Instructions to follow:
All of the data is to be set down again without alteration.

Records to use:
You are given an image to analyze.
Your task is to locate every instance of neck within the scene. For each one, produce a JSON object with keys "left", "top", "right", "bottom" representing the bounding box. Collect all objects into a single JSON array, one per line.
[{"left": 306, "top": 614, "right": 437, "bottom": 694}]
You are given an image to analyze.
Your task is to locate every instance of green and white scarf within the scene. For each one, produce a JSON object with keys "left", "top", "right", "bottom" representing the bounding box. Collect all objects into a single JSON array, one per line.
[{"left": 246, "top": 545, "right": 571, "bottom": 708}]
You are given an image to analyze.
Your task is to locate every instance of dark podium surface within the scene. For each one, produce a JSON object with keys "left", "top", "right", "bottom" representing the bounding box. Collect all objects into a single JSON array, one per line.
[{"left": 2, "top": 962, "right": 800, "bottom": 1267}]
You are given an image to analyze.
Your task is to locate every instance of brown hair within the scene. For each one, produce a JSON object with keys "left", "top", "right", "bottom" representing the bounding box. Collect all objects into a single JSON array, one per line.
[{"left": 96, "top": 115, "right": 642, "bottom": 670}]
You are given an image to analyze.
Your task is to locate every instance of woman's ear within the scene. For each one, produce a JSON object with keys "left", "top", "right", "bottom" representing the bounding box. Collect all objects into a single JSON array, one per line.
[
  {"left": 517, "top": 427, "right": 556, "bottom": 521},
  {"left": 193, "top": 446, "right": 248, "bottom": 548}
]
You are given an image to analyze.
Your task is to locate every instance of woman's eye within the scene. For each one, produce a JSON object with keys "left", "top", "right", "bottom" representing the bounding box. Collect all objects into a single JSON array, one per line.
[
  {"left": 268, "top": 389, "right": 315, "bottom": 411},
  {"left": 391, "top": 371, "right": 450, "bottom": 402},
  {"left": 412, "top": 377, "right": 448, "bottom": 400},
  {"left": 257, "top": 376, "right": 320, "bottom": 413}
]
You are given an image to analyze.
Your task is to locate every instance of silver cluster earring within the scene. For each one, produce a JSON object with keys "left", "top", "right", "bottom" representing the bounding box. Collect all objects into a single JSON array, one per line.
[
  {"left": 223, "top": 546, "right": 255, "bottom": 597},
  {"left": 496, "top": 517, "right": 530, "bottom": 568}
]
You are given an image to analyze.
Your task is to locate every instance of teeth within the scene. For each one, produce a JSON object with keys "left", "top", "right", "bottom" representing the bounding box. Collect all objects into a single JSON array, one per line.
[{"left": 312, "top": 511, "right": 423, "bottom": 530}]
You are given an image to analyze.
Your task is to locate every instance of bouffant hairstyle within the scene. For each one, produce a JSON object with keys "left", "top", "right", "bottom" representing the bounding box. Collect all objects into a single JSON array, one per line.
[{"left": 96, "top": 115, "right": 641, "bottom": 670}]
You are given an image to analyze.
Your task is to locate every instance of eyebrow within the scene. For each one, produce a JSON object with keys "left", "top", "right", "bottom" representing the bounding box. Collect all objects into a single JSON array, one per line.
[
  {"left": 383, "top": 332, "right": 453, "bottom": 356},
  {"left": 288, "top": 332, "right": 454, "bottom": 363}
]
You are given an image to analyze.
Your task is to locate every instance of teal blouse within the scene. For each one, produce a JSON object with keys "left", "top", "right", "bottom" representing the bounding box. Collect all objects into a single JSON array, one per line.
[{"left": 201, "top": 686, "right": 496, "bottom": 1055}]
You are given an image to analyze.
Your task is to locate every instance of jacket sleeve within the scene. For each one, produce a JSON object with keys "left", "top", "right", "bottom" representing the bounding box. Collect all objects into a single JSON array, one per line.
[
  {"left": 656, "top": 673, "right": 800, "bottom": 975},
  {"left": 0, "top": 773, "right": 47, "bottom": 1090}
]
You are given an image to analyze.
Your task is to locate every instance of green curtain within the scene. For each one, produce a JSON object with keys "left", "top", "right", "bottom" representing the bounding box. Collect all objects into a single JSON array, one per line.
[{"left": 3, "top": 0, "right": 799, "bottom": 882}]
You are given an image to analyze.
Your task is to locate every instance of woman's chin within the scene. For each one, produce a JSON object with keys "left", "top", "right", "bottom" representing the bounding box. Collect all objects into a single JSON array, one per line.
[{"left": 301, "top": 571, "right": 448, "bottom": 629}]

Result for this exercise:
You are given an image to analyze.
Your task is to locate every instance of neck within the scene. For each one, produce a JSON object with keys "left", "top", "right", "bottom" representing the bounding box. Collect all objects into a single JSON array, one per line.
[{"left": 306, "top": 614, "right": 437, "bottom": 694}]
You are given an image to analyze.
Your task is to locate every instance of green and white scarf within the scene. For each one, produce a JSON object with keys "left", "top", "right", "bottom" representing the bounding box. Collect all objects into a single JSON array, one per line.
[{"left": 246, "top": 545, "right": 571, "bottom": 708}]
You are given an image to analyze.
Your task is to locate every instance of dark podium surface within the scene. For each one, produce a JSON object with keys "left", "top", "right", "bottom" representing the bounding box. Collect all objects into a single JSON array, one per line.
[{"left": 2, "top": 962, "right": 800, "bottom": 1267}]
You are given an image to analyze.
Your task is to locate every instance of brown hair within the scene. For each one, produce a JSON object with keys "left", "top", "right", "bottom" representing the bounding box. Collect all objects into a single JSON array, one per line.
[{"left": 96, "top": 115, "right": 642, "bottom": 670}]
You are given an image to analyze.
Your task is to locate every instance of woman's ear within the scene. For each one, produce a JSON object with keys "left", "top", "right", "bottom" representing the bounding box. Collect all objects into a single JSON array, one per line.
[
  {"left": 517, "top": 427, "right": 556, "bottom": 521},
  {"left": 193, "top": 446, "right": 248, "bottom": 548}
]
You are given an image to analyze.
Your task is to locate every instance of woman's eye within the scene. For each one, produce a JSON object with keys "left", "top", "right", "bottom" representing the bounding box. Collect all objects into a single JSON array, one per line.
[
  {"left": 268, "top": 389, "right": 315, "bottom": 411},
  {"left": 391, "top": 371, "right": 450, "bottom": 402},
  {"left": 412, "top": 377, "right": 448, "bottom": 400},
  {"left": 257, "top": 376, "right": 320, "bottom": 413}
]
You are given an image to analyze.
Your task is to locate every instance of silver cluster earring within the scene. For each one, produce a JSON object with keys "left", "top", "right", "bottom" representing the bounding box. Collect all objects into a single JSON array, one per line.
[
  {"left": 223, "top": 546, "right": 255, "bottom": 597},
  {"left": 496, "top": 517, "right": 530, "bottom": 568}
]
You are given an image to analyze.
Your task is to locate every instance of teeth within the scene. For each one, produce a JSON object with keys "left", "top", "right", "bottom" representing the bounding box. Collect all objects into a single JSON array, one per line.
[{"left": 312, "top": 511, "right": 423, "bottom": 530}]
You are given an image to analyze.
Your task is to locate every instance of bouffant hairstyle within the scene. For each one, produce a JSON object with keys "left", "top", "right", "bottom" representing the bounding box. Collect all objects into a single JSON array, one per line.
[{"left": 96, "top": 115, "right": 641, "bottom": 670}]
You are given an image to analyze.
Your task is to locate every instance of eyebrow within the scene. For each one, produce a JSON object with keys "left", "top", "right", "bottom" representing the bounding box. Collect all objects into a single JSON array, one per line.
[
  {"left": 383, "top": 332, "right": 453, "bottom": 356},
  {"left": 288, "top": 332, "right": 454, "bottom": 363}
]
You are given an image to analyze.
Your task is to locate every instance of teal blouse within the scene. For each one, produce a JSON object with keys "left", "top", "right", "bottom" representing the bounding box. Collect all objects into a single JSON array, one per line.
[{"left": 201, "top": 686, "right": 496, "bottom": 1055}]
You are given an image to analyze.
Your task is to locate every instance of jacket sleeve within the scene. For each one, produce a JSON object with keys "left", "top", "right", "bottom" representing the bounding box. Collect all objects into a single JSON array, one per line.
[
  {"left": 656, "top": 673, "right": 800, "bottom": 975},
  {"left": 0, "top": 773, "right": 47, "bottom": 1090}
]
You are given an image to analyze.
Your task is to locate every instance of green curtain within the scene. For each one, produce a JSON object with keys "left", "top", "right", "bottom" representing the bounding box. Collect all objects into a single JSON array, one per line.
[{"left": 3, "top": 0, "right": 799, "bottom": 882}]
You are given an image to analyze.
Your task is to locate every instance of woman's chin within the scene. For each one, produce a JSON object with keys "left", "top", "right", "bottom" representing the bounding box. Collect all objects into a single JSON array, one per line.
[{"left": 301, "top": 571, "right": 448, "bottom": 629}]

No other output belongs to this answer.